→ **Exercise prompt**
Search the records for "white" and copy each line that holds it.

━━━ Dataset excerpts ━━━

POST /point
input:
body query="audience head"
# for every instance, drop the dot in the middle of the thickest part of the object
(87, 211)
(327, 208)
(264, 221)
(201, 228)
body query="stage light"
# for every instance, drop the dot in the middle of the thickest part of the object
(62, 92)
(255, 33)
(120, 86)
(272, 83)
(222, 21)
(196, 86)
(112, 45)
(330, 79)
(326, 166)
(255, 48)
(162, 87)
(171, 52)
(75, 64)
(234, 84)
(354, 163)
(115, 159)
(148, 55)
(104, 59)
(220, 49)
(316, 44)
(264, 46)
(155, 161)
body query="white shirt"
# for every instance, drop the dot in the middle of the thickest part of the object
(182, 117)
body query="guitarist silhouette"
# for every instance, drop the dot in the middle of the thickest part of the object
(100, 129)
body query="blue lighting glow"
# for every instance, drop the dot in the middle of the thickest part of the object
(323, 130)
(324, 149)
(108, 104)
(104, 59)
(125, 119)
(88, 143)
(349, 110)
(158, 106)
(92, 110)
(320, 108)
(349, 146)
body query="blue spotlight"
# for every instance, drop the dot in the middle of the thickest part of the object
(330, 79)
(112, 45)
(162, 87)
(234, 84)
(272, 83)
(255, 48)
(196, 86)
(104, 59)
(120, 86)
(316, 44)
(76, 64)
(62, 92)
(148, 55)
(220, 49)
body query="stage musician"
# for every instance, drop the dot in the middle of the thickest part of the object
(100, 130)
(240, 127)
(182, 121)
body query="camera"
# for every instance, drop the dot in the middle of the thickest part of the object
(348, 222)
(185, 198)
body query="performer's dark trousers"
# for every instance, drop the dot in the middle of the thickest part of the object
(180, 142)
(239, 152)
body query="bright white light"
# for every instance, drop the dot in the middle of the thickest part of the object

━━━

→ **Final answer**
body query="white shirt"
body query="bright white light"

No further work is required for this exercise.